Given problem: Format the lines of the entries below, from the line containing "Can you find the decorative" through the line containing "[[101, 298]]", as a JSON list of strings with one string per line and no blank lines. Include only that stretch.

Working data:
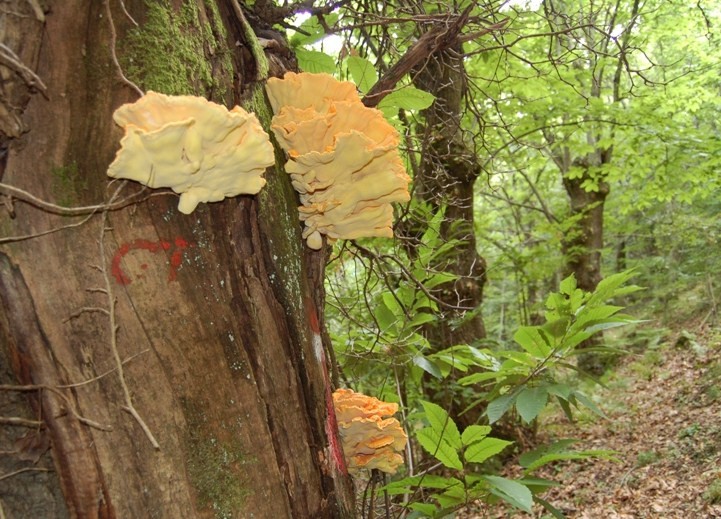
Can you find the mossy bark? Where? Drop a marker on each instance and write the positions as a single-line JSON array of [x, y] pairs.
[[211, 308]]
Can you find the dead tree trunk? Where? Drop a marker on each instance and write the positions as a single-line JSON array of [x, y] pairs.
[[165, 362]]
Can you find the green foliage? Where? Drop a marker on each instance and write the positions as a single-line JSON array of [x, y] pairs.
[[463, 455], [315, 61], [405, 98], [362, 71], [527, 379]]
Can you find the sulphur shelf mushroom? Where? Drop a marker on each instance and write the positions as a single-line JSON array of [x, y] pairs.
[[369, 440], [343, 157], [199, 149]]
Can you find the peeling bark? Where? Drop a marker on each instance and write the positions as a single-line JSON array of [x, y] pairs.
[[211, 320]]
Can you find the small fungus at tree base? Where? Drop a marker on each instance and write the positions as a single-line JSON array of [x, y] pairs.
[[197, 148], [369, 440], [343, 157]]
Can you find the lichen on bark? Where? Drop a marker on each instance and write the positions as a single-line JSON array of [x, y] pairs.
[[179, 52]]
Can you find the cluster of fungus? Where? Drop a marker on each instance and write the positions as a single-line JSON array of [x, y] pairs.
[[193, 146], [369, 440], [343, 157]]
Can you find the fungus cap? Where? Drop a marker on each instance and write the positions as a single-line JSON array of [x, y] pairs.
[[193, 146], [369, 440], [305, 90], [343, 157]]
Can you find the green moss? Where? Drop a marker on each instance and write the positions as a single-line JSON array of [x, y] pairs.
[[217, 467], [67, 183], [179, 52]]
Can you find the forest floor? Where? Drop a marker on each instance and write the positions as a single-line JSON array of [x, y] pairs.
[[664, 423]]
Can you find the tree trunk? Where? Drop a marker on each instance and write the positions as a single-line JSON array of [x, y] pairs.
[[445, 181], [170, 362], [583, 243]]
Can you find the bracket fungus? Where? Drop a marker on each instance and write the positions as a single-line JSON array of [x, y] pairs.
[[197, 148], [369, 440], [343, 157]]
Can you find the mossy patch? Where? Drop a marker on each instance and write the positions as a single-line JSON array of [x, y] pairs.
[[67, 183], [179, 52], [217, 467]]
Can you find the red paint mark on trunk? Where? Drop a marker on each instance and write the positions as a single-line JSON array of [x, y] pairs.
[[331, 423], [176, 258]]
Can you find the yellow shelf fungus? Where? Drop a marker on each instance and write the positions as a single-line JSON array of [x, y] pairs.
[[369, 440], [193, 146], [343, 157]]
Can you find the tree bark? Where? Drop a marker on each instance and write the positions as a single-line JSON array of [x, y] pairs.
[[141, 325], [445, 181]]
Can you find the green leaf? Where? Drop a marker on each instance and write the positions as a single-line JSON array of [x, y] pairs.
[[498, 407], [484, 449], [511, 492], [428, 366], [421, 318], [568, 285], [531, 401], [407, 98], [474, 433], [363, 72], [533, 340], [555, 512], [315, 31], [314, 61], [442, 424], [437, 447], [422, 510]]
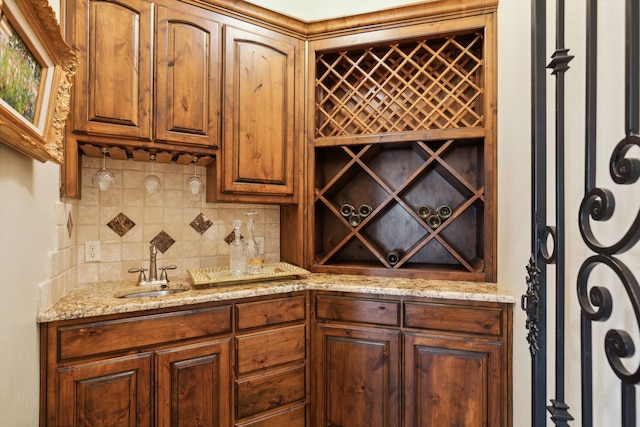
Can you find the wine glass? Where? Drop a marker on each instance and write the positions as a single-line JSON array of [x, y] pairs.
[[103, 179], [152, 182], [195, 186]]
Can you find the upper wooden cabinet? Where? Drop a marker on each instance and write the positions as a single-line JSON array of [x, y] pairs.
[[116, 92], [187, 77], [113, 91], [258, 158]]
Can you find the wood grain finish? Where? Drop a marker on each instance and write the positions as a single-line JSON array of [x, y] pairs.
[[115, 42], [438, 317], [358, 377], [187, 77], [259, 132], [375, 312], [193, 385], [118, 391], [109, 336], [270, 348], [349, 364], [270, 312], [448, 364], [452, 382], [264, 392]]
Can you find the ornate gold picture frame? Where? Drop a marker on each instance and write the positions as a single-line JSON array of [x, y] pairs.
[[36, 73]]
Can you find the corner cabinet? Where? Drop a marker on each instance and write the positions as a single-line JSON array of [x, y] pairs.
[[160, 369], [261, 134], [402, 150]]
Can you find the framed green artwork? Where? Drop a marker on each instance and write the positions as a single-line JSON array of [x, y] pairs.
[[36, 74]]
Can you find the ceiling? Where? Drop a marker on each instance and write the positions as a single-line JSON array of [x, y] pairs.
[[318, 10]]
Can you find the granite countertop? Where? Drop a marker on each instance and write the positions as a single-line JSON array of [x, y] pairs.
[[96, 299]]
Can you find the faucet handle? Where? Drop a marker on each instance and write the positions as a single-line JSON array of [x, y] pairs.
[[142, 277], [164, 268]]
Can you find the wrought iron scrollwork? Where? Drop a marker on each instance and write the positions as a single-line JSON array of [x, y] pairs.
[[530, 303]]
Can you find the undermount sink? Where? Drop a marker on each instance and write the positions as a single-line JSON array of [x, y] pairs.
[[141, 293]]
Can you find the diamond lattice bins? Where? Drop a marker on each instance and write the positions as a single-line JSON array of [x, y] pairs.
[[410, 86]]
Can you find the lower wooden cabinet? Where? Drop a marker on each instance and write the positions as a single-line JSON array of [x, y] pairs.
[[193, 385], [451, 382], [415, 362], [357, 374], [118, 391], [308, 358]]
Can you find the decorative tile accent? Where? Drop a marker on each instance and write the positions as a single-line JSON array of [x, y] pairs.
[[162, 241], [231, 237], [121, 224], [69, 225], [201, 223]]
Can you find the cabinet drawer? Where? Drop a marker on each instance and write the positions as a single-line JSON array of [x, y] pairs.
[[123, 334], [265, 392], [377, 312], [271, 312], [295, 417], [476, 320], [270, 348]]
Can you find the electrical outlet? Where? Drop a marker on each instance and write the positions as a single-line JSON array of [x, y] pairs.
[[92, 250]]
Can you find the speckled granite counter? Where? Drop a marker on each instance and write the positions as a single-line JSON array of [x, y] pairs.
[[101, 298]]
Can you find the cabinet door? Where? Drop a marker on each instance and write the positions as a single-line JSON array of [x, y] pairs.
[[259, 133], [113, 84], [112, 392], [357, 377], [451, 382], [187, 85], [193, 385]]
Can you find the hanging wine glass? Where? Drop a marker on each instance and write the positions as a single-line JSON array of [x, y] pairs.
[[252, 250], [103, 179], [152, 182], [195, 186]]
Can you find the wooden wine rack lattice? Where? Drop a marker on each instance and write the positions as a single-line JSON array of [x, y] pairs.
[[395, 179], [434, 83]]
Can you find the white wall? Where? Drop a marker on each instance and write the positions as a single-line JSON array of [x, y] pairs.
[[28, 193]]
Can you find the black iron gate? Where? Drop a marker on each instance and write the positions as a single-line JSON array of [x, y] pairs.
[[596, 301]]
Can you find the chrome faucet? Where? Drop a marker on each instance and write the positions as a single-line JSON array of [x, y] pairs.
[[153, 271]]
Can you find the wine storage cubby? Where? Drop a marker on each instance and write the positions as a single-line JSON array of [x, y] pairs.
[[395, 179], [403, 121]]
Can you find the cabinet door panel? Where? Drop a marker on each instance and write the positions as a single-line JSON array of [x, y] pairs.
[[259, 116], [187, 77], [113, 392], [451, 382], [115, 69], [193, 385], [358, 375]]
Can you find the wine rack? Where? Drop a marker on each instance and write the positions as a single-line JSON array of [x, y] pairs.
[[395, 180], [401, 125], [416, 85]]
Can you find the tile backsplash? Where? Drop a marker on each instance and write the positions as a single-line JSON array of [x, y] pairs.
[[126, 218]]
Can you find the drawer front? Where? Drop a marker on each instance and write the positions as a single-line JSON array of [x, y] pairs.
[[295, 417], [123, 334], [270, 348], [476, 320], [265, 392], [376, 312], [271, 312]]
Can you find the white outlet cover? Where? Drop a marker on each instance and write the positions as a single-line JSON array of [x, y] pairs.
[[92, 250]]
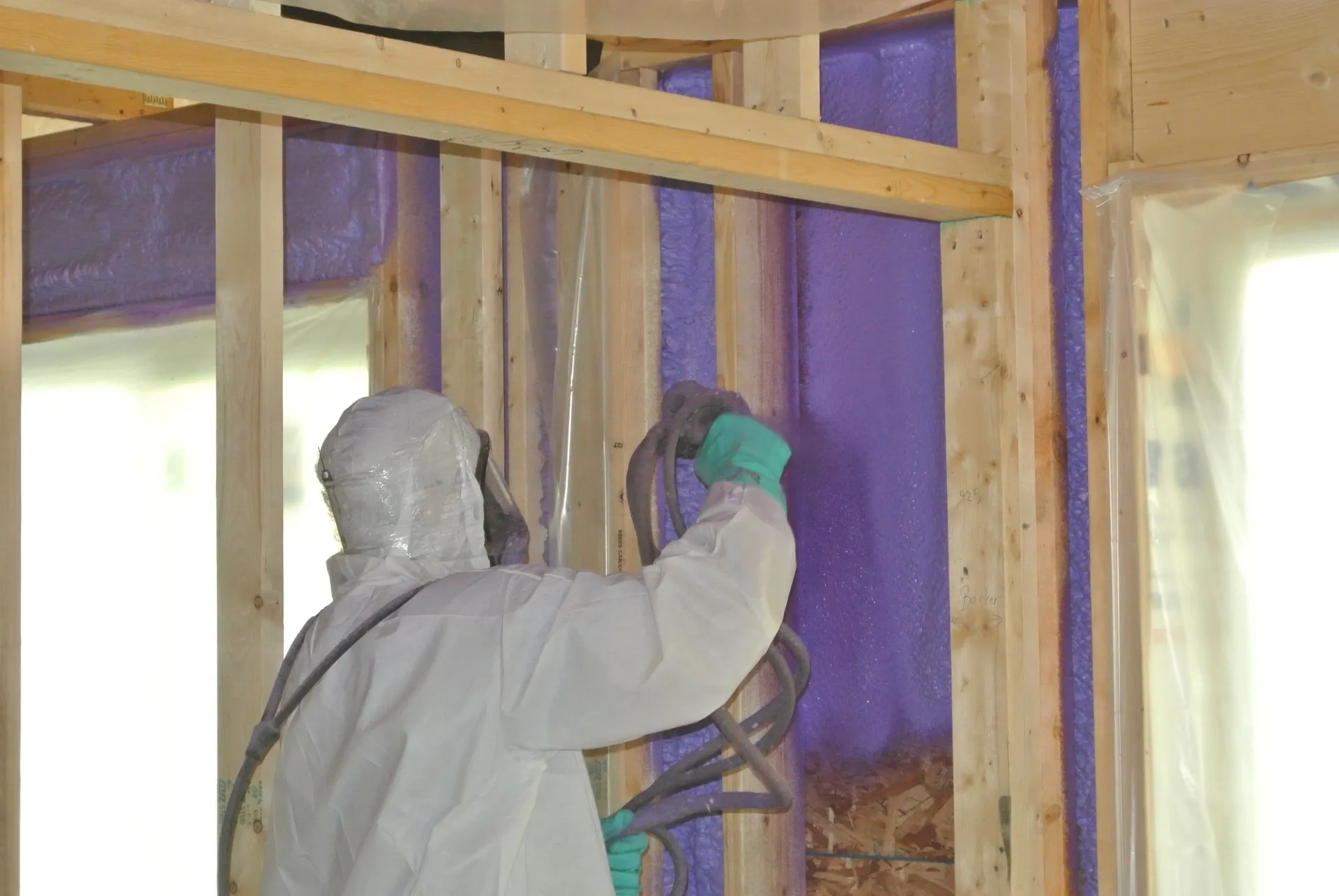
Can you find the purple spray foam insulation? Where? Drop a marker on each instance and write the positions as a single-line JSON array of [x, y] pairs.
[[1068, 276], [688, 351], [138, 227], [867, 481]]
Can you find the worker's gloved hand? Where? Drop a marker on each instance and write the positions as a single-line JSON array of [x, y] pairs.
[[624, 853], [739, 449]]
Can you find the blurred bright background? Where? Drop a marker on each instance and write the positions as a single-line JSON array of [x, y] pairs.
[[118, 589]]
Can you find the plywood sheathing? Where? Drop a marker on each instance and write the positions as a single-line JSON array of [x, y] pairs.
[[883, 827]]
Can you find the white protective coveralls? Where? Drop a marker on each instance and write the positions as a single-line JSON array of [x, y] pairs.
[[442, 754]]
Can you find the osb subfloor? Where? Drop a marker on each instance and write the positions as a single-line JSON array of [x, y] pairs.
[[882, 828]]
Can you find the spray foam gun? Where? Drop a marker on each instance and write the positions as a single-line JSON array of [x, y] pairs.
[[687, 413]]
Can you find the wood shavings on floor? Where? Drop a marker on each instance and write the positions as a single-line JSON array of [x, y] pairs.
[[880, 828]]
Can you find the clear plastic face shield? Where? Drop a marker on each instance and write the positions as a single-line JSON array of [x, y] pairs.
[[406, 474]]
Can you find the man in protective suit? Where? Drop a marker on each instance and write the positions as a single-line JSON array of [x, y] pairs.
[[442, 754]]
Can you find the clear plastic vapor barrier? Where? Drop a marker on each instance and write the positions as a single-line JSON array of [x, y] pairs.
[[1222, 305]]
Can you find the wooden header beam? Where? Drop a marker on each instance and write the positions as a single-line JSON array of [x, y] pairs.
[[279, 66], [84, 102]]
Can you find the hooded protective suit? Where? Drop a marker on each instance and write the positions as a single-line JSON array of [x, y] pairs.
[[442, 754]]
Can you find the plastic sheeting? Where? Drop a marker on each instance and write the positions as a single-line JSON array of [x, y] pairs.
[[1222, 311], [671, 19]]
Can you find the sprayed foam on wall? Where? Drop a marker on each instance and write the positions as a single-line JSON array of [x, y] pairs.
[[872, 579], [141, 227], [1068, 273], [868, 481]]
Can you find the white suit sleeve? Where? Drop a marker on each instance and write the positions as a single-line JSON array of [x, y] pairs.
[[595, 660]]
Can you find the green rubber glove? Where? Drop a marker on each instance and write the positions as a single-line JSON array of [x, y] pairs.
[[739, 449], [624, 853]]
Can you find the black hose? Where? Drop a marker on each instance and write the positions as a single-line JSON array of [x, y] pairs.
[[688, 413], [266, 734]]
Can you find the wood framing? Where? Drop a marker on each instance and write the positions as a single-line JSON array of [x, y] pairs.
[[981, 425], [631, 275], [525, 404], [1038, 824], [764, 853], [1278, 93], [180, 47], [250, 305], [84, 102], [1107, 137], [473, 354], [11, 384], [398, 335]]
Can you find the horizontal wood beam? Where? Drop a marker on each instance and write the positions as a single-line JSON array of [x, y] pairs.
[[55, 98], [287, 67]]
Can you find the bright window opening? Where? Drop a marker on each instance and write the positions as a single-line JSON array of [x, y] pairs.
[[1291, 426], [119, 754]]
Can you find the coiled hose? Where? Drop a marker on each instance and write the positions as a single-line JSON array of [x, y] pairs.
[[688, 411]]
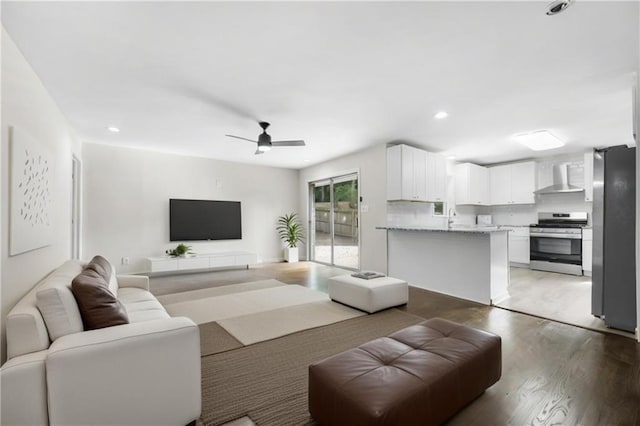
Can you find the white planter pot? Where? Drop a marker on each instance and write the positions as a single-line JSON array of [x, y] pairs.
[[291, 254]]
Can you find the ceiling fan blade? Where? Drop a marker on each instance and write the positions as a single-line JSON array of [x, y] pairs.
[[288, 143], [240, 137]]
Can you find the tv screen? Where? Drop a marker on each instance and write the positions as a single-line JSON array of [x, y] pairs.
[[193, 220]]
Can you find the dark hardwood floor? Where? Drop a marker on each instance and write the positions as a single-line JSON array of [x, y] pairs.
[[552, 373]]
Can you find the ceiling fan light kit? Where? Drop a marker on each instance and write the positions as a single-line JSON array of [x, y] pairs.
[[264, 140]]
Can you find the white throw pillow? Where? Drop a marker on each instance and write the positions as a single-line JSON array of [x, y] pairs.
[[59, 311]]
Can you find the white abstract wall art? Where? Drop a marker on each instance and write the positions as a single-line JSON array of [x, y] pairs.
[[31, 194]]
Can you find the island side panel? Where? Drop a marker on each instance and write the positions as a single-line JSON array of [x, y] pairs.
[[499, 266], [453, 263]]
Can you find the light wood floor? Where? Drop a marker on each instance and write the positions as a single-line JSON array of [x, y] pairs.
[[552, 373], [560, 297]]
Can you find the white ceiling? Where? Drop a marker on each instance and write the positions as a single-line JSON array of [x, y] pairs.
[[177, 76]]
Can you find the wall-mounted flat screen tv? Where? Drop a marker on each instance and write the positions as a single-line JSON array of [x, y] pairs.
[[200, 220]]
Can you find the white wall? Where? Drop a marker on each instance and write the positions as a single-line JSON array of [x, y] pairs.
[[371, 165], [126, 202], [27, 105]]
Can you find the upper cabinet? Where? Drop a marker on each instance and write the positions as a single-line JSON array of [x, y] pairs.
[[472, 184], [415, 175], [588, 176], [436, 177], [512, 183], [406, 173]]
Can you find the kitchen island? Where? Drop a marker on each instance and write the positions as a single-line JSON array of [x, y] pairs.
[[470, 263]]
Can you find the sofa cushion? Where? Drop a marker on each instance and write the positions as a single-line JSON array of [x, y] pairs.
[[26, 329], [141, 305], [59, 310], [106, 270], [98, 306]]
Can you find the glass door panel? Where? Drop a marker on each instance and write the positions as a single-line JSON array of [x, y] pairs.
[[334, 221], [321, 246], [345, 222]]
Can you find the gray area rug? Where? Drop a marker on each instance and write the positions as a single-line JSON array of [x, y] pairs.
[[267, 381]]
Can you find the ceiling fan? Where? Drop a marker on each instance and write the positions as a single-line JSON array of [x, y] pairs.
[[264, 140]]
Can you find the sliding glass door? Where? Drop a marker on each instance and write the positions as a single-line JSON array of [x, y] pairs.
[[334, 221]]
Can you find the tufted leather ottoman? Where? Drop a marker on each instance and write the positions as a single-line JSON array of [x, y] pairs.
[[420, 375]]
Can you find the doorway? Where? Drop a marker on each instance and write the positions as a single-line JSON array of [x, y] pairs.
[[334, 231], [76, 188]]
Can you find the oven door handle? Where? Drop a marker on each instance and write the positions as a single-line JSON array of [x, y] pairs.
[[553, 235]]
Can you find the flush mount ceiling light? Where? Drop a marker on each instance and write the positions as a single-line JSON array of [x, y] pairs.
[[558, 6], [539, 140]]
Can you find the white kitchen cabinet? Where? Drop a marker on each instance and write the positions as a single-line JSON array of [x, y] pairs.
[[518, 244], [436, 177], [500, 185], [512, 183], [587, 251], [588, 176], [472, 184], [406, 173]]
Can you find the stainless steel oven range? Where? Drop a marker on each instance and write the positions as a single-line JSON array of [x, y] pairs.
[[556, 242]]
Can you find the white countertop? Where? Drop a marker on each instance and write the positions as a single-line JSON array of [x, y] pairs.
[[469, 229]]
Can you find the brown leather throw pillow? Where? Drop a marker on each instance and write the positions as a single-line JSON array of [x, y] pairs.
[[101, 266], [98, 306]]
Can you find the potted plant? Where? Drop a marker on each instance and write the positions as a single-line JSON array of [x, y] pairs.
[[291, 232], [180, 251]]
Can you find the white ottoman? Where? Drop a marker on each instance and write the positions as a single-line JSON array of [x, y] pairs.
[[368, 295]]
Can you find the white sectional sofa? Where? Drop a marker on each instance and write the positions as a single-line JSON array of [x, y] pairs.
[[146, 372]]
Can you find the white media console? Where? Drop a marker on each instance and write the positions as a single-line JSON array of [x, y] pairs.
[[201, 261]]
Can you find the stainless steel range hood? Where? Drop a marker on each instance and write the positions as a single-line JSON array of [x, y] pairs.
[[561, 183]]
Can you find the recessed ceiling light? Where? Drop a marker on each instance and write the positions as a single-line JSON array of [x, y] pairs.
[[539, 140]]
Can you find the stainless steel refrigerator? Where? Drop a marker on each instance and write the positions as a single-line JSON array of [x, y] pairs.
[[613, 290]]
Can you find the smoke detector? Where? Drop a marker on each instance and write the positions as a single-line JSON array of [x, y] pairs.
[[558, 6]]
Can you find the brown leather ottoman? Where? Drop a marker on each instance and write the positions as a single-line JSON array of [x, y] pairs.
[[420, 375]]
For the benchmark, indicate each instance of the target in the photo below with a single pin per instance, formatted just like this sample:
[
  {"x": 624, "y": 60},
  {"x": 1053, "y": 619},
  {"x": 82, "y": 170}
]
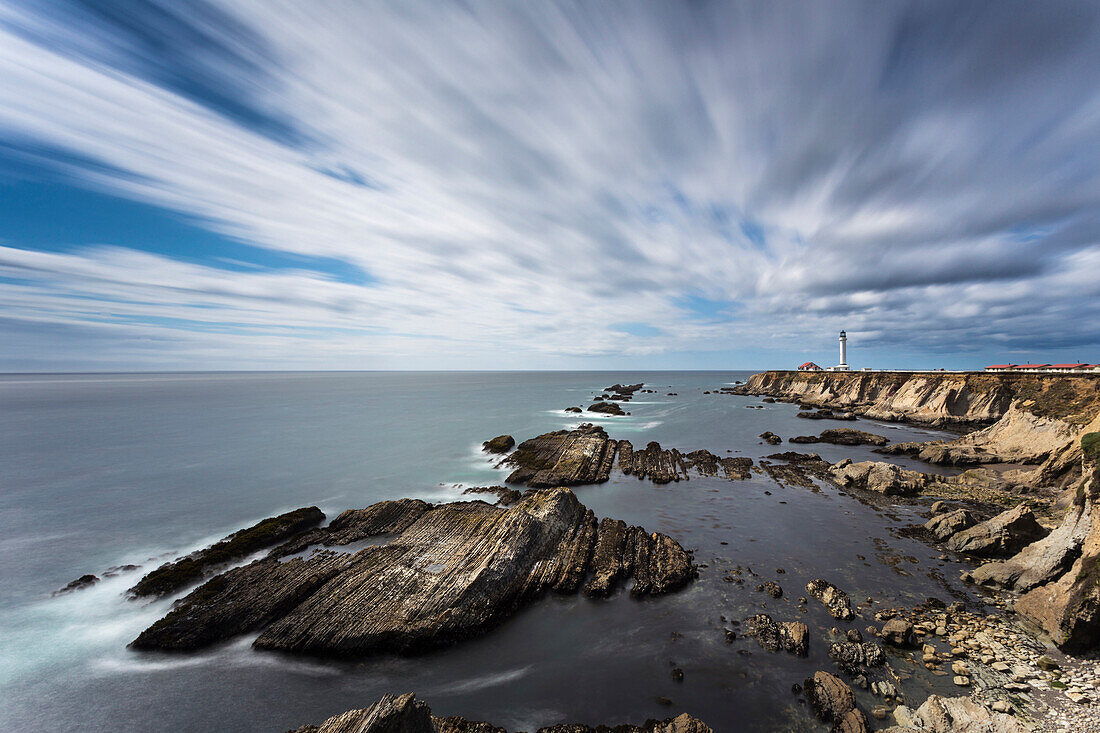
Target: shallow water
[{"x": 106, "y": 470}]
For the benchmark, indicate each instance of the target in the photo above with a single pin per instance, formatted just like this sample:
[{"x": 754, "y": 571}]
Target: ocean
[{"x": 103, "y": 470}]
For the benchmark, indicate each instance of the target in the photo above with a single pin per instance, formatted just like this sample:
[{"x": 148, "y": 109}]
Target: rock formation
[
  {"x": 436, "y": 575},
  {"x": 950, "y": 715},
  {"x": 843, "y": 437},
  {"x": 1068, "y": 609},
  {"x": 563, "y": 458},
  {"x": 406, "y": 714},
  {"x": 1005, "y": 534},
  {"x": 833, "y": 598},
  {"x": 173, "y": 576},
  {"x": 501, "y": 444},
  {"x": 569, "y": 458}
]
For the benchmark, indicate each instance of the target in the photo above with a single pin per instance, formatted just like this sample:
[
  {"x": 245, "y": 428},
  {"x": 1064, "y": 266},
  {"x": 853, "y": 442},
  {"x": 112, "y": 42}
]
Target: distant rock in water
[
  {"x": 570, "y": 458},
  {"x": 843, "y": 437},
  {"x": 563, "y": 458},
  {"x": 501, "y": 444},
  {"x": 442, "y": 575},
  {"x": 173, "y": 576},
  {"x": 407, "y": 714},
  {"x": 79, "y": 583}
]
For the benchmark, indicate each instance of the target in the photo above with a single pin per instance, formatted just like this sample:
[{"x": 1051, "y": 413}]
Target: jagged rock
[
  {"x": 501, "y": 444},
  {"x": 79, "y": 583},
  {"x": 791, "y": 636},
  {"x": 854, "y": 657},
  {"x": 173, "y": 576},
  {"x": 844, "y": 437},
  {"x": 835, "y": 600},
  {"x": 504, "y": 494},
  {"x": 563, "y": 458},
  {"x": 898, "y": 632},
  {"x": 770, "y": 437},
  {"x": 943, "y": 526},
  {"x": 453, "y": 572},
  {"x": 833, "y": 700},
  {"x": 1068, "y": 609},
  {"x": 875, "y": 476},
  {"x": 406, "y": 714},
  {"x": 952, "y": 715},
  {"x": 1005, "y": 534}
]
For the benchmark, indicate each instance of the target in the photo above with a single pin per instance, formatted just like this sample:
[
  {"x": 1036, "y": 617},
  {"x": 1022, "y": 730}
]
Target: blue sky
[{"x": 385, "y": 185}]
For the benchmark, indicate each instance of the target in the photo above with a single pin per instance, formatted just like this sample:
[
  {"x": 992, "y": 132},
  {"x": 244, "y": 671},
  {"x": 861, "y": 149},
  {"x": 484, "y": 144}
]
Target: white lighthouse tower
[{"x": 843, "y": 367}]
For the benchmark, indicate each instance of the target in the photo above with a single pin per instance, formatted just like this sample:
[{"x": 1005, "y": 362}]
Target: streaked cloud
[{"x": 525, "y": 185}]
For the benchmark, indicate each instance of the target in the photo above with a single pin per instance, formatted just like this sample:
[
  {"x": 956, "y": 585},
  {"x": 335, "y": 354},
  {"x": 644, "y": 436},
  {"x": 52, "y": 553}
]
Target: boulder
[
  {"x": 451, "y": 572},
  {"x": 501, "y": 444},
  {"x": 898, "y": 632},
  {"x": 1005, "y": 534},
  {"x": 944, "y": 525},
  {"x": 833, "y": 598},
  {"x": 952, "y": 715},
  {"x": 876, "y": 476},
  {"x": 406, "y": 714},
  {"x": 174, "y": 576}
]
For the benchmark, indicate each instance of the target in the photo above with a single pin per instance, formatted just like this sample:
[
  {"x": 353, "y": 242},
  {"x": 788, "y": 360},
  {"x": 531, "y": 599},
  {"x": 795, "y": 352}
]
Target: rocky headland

Final answer:
[
  "Can you find the decorative tile accent? Where? Drop a marker on each instance and write the positions as a single-line JSON array of [x, y] pairs.",
  "[[162, 241], [231, 237], [121, 224], [69, 225], [201, 223]]",
  "Can you find the cabinet drawer? Where? Drop a marker on each instance and write the positions as a single-line JSON array of [x, y] pairs.",
  "[[123, 334], [265, 392], [377, 312], [271, 312], [295, 417], [476, 320], [270, 348]]",
  "Can you find the electrical outlet? Where? Drop a marker on each instance and write the positions as a single-line JSON array of [x, y] pairs.",
  "[[92, 250]]",
  "Can you find the speckled granite counter? Where? Drop a marker on each instance and write the positions as a single-line JSON array of [x, y] pairs.",
  "[[101, 298]]"
]